Extract each line of the data and write it out again exactly.
-- Working data follows --
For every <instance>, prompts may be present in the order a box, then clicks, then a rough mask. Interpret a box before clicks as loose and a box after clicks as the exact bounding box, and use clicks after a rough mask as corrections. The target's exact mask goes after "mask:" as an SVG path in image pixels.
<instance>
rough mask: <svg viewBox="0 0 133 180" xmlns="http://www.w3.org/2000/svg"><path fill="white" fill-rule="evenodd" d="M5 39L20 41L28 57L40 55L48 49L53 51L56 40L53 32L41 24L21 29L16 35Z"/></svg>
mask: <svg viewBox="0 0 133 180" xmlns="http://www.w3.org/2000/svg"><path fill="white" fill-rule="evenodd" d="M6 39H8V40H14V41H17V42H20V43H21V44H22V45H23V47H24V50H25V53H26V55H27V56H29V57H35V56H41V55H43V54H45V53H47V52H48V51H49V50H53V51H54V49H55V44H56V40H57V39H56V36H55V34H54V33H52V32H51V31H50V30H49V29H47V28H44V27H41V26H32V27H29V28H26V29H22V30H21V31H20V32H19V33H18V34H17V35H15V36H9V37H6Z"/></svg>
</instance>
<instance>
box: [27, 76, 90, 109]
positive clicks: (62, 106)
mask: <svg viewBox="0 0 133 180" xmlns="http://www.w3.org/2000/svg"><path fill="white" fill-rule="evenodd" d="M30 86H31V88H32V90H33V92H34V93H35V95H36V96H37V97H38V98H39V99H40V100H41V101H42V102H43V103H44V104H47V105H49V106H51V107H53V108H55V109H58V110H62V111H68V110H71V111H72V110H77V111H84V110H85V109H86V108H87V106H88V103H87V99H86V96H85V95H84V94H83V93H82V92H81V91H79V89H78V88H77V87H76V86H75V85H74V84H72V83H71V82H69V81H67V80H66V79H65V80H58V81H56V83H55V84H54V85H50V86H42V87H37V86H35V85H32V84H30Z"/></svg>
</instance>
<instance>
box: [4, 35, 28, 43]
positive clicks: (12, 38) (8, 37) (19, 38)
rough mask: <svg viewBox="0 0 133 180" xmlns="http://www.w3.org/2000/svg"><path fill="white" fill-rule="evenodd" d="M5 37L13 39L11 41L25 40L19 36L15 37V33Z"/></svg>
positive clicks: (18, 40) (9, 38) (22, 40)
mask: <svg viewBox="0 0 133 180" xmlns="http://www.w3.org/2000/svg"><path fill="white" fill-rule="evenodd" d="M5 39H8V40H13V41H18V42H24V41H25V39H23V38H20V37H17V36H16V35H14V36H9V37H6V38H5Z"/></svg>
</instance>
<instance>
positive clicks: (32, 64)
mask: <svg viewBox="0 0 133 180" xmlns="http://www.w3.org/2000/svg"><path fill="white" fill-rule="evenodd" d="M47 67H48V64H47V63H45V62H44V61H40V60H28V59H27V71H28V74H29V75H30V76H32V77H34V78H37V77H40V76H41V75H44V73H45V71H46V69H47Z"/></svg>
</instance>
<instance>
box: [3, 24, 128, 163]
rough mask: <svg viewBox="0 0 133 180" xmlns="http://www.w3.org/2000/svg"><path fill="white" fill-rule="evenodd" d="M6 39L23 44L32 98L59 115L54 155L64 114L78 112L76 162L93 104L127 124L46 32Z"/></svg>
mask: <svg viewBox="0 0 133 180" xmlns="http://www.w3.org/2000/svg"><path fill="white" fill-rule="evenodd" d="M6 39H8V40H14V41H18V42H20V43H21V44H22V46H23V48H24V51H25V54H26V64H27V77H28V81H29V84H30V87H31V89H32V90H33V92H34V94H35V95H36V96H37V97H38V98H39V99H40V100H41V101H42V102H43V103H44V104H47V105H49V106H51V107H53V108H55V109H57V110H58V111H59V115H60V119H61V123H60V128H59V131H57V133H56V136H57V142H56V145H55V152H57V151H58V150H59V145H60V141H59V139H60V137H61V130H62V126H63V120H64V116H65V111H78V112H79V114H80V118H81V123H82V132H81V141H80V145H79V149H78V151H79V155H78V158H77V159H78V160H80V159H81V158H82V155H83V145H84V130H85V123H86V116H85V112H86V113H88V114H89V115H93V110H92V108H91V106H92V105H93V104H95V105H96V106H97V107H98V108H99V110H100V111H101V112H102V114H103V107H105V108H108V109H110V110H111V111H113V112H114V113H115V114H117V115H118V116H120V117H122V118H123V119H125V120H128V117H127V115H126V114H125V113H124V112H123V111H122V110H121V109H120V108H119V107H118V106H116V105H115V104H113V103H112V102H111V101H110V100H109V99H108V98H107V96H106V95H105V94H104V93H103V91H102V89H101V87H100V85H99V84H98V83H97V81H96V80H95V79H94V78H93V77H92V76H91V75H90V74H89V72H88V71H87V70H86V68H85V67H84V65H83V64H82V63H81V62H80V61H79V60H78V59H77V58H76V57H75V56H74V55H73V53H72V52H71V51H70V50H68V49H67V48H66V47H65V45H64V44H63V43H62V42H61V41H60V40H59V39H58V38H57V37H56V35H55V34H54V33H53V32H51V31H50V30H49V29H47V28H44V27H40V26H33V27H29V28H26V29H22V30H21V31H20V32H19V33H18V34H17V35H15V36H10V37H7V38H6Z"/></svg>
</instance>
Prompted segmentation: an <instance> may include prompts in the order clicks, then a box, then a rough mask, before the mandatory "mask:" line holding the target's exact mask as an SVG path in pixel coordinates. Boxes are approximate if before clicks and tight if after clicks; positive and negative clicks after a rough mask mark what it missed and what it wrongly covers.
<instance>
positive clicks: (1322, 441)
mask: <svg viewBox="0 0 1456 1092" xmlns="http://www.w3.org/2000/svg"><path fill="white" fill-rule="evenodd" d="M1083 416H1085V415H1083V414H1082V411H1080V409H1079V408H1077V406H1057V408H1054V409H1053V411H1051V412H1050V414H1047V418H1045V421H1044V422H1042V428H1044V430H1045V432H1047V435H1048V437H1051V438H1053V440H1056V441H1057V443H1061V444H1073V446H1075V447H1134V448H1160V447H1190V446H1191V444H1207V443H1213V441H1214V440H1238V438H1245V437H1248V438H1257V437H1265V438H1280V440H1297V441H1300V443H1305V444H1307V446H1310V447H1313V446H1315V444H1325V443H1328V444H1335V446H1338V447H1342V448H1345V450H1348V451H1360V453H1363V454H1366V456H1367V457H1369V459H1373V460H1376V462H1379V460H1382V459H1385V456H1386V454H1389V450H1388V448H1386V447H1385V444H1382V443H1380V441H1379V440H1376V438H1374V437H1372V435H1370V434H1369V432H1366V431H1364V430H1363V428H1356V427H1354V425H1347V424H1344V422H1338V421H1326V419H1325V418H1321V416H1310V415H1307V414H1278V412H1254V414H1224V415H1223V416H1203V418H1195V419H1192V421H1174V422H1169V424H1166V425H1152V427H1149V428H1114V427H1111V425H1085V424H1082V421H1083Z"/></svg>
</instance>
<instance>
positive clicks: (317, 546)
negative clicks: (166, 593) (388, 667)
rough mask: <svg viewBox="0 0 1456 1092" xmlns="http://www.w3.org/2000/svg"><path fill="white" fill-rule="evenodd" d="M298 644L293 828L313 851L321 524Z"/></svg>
-- Working data concluded --
_Answer for this exercise:_
For every <instance>, prompts may be present in the order a box, then clicks, then a rough mask. Interpret a box before clicks as loose and a box after clicks as the exact bounding box, and use clicks after a rough mask as corrections. The target's exact mask goes after "mask:" as an SVG path in image pixels.
<instance>
rough mask: <svg viewBox="0 0 133 180" xmlns="http://www.w3.org/2000/svg"><path fill="white" fill-rule="evenodd" d="M5 39L20 41L28 57L40 55L48 49L53 51L56 40L53 32L41 24L21 29L16 35Z"/></svg>
mask: <svg viewBox="0 0 133 180" xmlns="http://www.w3.org/2000/svg"><path fill="white" fill-rule="evenodd" d="M6 39H8V40H14V41H17V42H20V43H21V44H22V45H23V47H24V50H25V53H26V55H27V56H29V57H35V56H41V55H43V54H45V53H47V52H48V51H49V50H53V51H54V49H55V44H56V40H57V39H56V36H55V34H54V33H52V32H51V31H50V30H49V29H47V28H44V27H41V26H32V27H29V28H26V29H22V30H21V31H20V32H19V33H18V34H17V35H15V36H9V37H6Z"/></svg>
</instance>
<instance>
box: [27, 76, 90, 109]
positive clicks: (62, 106)
mask: <svg viewBox="0 0 133 180" xmlns="http://www.w3.org/2000/svg"><path fill="white" fill-rule="evenodd" d="M30 86H31V88H32V90H33V92H34V93H35V95H36V96H37V97H38V98H39V99H40V100H41V101H42V102H43V103H44V104H47V105H49V106H51V107H53V108H55V109H58V110H62V111H68V110H71V111H72V110H77V111H84V110H85V109H86V108H87V106H88V103H87V99H86V96H85V95H84V94H83V93H82V92H81V91H79V89H78V88H77V87H76V86H75V85H74V84H72V83H71V82H69V81H67V80H66V79H65V80H58V81H56V83H55V84H54V85H50V86H42V87H37V86H35V85H32V84H30Z"/></svg>
</instance>
<instance>
box: [4, 35, 28, 43]
positive clicks: (12, 38) (8, 37) (19, 38)
rough mask: <svg viewBox="0 0 133 180" xmlns="http://www.w3.org/2000/svg"><path fill="white" fill-rule="evenodd" d="M5 37L13 39L11 41L25 40L19 36L15 37V33Z"/></svg>
positive clicks: (18, 40) (9, 38) (22, 40)
mask: <svg viewBox="0 0 133 180" xmlns="http://www.w3.org/2000/svg"><path fill="white" fill-rule="evenodd" d="M5 39H8V40H13V41H18V42H24V41H25V39H23V38H20V37H17V36H16V35H14V36H9V37H6V38H5Z"/></svg>
</instance>
<instance>
positive clicks: (32, 64)
mask: <svg viewBox="0 0 133 180" xmlns="http://www.w3.org/2000/svg"><path fill="white" fill-rule="evenodd" d="M47 67H48V64H47V63H45V62H44V61H40V60H28V59H27V71H28V74H29V75H30V76H32V77H34V78H37V77H40V76H41V75H44V73H45V71H46V69H47Z"/></svg>
</instance>
<instance>
box: [3, 24, 128, 163]
rough mask: <svg viewBox="0 0 133 180" xmlns="http://www.w3.org/2000/svg"><path fill="white" fill-rule="evenodd" d="M6 39L23 44L32 98L59 115L54 155L64 114L78 112L76 162L93 104L127 124L46 32Z"/></svg>
mask: <svg viewBox="0 0 133 180" xmlns="http://www.w3.org/2000/svg"><path fill="white" fill-rule="evenodd" d="M6 39H8V40H14V41H18V42H20V43H21V44H22V46H23V48H24V51H25V54H26V64H27V77H28V81H29V84H30V87H31V89H32V90H33V92H34V94H35V95H36V96H37V97H38V98H39V99H40V100H41V101H42V102H43V103H44V104H47V105H49V106H51V107H53V108H55V109H57V110H58V111H59V115H60V119H61V123H60V128H59V131H57V133H56V136H57V142H56V145H55V152H57V151H58V150H59V145H60V141H59V139H60V137H61V130H62V126H63V120H64V116H65V111H78V112H79V114H80V118H81V123H82V132H81V141H80V145H79V149H78V151H79V155H78V158H77V159H78V160H80V159H81V158H82V155H83V145H84V130H85V123H86V116H85V112H86V113H88V114H89V115H93V110H92V108H91V106H92V105H93V104H95V105H96V106H97V107H98V108H99V110H100V111H101V112H102V114H103V107H105V108H108V109H110V110H111V111H113V112H114V113H115V114H117V115H118V116H120V117H122V118H123V119H125V120H128V117H127V115H126V114H125V113H124V112H123V111H122V110H121V109H120V108H119V107H118V106H116V105H115V104H113V103H112V102H111V101H110V100H109V99H108V98H107V96H106V95H105V94H104V93H103V91H102V89H101V87H100V85H99V84H98V83H97V81H96V80H95V79H94V78H93V77H92V76H91V75H90V74H89V72H88V71H87V70H86V68H85V67H84V65H83V64H82V63H81V62H80V61H79V60H78V59H77V58H76V57H75V56H74V55H73V53H72V52H71V51H70V50H68V49H67V48H66V47H65V45H64V44H63V43H62V42H61V41H60V40H59V39H58V38H57V37H56V35H55V34H54V33H53V32H51V31H50V30H49V29H47V28H44V27H40V26H33V27H29V28H26V29H22V30H21V31H20V32H19V33H18V34H17V35H15V36H10V37H7V38H6Z"/></svg>
</instance>
Prompted segmentation: an <instance> may include prompts in the order clicks, then a box, then a rough mask, before the mandatory "mask:" line holding the target's exact mask as an SVG path in pixel coordinates. Boxes are approximate if before clicks and tight if after clicks; positive and negative clicks after a rough mask mark what it missed and what it wrongly covers.
<instance>
positive clicks: (1322, 441)
mask: <svg viewBox="0 0 1456 1092" xmlns="http://www.w3.org/2000/svg"><path fill="white" fill-rule="evenodd" d="M1083 416H1085V415H1083V414H1082V411H1080V409H1079V408H1077V406H1057V408H1054V409H1053V411H1051V412H1050V414H1047V418H1045V421H1044V422H1042V428H1044V430H1045V432H1047V435H1048V437H1051V438H1053V440H1056V441H1057V443H1061V444H1073V446H1075V447H1134V448H1160V447H1190V446H1191V444H1207V443H1213V441H1214V440H1238V438H1245V437H1248V438H1257V437H1265V438H1280V440H1297V441H1300V443H1305V444H1307V446H1310V447H1313V446H1315V444H1325V443H1328V444H1335V446H1338V447H1342V448H1345V450H1348V451H1360V453H1363V454H1366V456H1367V457H1369V459H1373V460H1376V462H1379V460H1382V459H1385V456H1386V454H1389V450H1388V448H1386V447H1385V444H1382V443H1380V441H1379V440H1376V438H1374V437H1372V435H1370V434H1369V432H1366V431H1364V430H1363V428H1356V427H1354V425H1347V424H1344V422H1338V421H1326V419H1325V418H1321V416H1310V415H1307V414H1278V412H1254V414H1224V415H1223V416H1203V418H1195V419H1192V421H1174V422H1169V424H1166V425H1152V427H1149V428H1114V427H1111V425H1085V424H1082V421H1083Z"/></svg>
</instance>
<instance>
positive clicks: (317, 546)
negative clicks: (166, 593) (388, 667)
rough mask: <svg viewBox="0 0 1456 1092" xmlns="http://www.w3.org/2000/svg"><path fill="white" fill-rule="evenodd" d="M298 644L293 828L313 851L321 524Z"/></svg>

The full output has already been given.